Problem details - Put the entries from the line with "indicate the faceted" up to and including the line with "column 372, row 589" into a two-column CSV with the headers instruction and response. Use one row per entry, quote each field, and turn line breaks into spaces. Include no other entries.

[Position annotation entries]
________________________

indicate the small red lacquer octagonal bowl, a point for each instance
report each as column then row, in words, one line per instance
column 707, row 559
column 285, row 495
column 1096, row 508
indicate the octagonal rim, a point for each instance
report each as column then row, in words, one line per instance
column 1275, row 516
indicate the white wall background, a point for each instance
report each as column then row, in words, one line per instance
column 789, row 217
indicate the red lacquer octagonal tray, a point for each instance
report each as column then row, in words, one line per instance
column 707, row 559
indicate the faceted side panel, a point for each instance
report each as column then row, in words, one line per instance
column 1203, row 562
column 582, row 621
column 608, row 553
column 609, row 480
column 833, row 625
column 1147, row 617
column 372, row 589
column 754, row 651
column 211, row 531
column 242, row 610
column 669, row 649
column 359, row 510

________________________

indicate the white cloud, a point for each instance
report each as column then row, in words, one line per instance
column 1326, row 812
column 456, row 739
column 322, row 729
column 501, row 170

________________________

Completed task -
instruction,response
"indicate the faceted side panel, a point for each instance report each as column then row, in words, one line per instance","column 1203, row 562 column 582, row 621 column 608, row 553 column 609, row 480 column 833, row 625 column 1147, row 617 column 372, row 589"